• _WHAT YOU ARE ASKED TO DO_
Transcribe all of the listing exactly.

====================

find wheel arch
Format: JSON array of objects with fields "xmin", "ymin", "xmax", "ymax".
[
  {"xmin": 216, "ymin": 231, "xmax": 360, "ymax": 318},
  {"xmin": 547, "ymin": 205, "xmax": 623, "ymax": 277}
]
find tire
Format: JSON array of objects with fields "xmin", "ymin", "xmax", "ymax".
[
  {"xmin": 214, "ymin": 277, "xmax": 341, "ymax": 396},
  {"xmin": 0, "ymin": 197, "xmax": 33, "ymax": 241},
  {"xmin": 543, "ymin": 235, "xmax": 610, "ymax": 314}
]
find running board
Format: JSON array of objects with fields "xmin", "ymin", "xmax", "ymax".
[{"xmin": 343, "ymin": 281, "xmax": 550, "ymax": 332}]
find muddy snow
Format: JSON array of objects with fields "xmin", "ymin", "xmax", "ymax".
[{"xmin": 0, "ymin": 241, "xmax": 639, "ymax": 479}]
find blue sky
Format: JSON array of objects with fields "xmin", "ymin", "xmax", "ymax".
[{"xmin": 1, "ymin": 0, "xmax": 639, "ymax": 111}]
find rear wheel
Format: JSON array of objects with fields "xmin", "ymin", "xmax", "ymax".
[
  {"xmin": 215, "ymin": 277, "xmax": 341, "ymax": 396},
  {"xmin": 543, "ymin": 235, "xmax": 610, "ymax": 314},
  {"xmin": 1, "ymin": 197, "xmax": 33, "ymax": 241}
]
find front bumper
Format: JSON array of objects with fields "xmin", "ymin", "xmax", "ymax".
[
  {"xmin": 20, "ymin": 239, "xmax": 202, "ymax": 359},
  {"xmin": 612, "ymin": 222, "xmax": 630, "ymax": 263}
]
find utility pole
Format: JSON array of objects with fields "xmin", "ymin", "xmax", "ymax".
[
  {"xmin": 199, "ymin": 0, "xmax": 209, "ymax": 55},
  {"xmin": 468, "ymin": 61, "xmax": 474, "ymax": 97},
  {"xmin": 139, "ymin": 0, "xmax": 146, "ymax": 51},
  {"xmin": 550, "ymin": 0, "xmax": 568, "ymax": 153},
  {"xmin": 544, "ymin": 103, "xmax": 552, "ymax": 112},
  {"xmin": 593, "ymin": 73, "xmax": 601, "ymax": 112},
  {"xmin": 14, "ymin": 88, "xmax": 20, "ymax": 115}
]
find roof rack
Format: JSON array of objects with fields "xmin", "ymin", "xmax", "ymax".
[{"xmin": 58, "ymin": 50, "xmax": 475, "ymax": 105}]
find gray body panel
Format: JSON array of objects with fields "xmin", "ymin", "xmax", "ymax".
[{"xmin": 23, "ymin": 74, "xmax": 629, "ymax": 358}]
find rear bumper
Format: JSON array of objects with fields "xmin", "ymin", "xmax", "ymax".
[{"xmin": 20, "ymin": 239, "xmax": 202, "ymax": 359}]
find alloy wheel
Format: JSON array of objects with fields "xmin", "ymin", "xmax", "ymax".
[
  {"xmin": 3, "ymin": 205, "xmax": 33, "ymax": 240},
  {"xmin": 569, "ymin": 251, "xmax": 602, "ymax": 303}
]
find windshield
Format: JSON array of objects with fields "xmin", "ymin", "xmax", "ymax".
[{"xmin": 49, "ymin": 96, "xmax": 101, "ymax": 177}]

====================

• _SOLUTION TO THE EXERCISE_
find wheel arch
Format: JSON array of objects with fields "xmin", "ymin", "xmax", "ymax".
[
  {"xmin": 216, "ymin": 231, "xmax": 360, "ymax": 318},
  {"xmin": 547, "ymin": 205, "xmax": 623, "ymax": 277}
]
find tire
Format: JSON array of objects with fields "xmin", "ymin", "xmax", "ymax".
[
  {"xmin": 214, "ymin": 277, "xmax": 341, "ymax": 396},
  {"xmin": 0, "ymin": 197, "xmax": 33, "ymax": 241},
  {"xmin": 543, "ymin": 235, "xmax": 610, "ymax": 314}
]
find running board
Format: JSON array of objects with fields "xmin", "ymin", "xmax", "ymax".
[{"xmin": 343, "ymin": 281, "xmax": 550, "ymax": 332}]
find muddy snow
Format: JSON array of objects with fields "xmin", "ymin", "xmax", "ymax".
[{"xmin": 0, "ymin": 241, "xmax": 639, "ymax": 479}]
find blue sky
Format: JSON array of objects with fields "xmin", "ymin", "xmax", "ymax".
[{"xmin": 1, "ymin": 0, "xmax": 639, "ymax": 111}]
find rear wheel
Format: JSON array of objects with fields "xmin", "ymin", "xmax", "ymax".
[
  {"xmin": 215, "ymin": 277, "xmax": 341, "ymax": 396},
  {"xmin": 543, "ymin": 235, "xmax": 610, "ymax": 314},
  {"xmin": 1, "ymin": 197, "xmax": 33, "ymax": 241}
]
find front bumper
Format: JSON array of objects with fields "xmin", "ymin", "xmax", "ymax".
[
  {"xmin": 20, "ymin": 239, "xmax": 202, "ymax": 359},
  {"xmin": 612, "ymin": 222, "xmax": 630, "ymax": 263}
]
find utility pole
Format: JSON array of objects with fields "xmin", "ymin", "xmax", "ymax".
[
  {"xmin": 199, "ymin": 0, "xmax": 209, "ymax": 55},
  {"xmin": 468, "ymin": 61, "xmax": 474, "ymax": 97},
  {"xmin": 139, "ymin": 0, "xmax": 146, "ymax": 51},
  {"xmin": 550, "ymin": 0, "xmax": 568, "ymax": 153},
  {"xmin": 544, "ymin": 103, "xmax": 552, "ymax": 112},
  {"xmin": 593, "ymin": 73, "xmax": 601, "ymax": 112},
  {"xmin": 14, "ymin": 88, "xmax": 20, "ymax": 115}
]
find roof rack
Format: JSON array of objects with fields "xmin", "ymin", "xmax", "ymax".
[{"xmin": 58, "ymin": 50, "xmax": 475, "ymax": 105}]
find gray body panel
Format: JSON array of objects with fields "xmin", "ymin", "xmax", "ymax".
[{"xmin": 23, "ymin": 74, "xmax": 629, "ymax": 358}]
find rear bumper
Format: JSON array of objects with fields "xmin", "ymin", "xmax", "ymax".
[{"xmin": 20, "ymin": 239, "xmax": 202, "ymax": 359}]
find alloy wheel
Format: JSON array of objects with fields "xmin", "ymin", "xmax", "ymax".
[
  {"xmin": 3, "ymin": 205, "xmax": 33, "ymax": 240},
  {"xmin": 569, "ymin": 251, "xmax": 602, "ymax": 303}
]
find windshield
Format: JSON array of objects with fields "xmin", "ymin", "xmax", "ymax".
[{"xmin": 49, "ymin": 96, "xmax": 101, "ymax": 177}]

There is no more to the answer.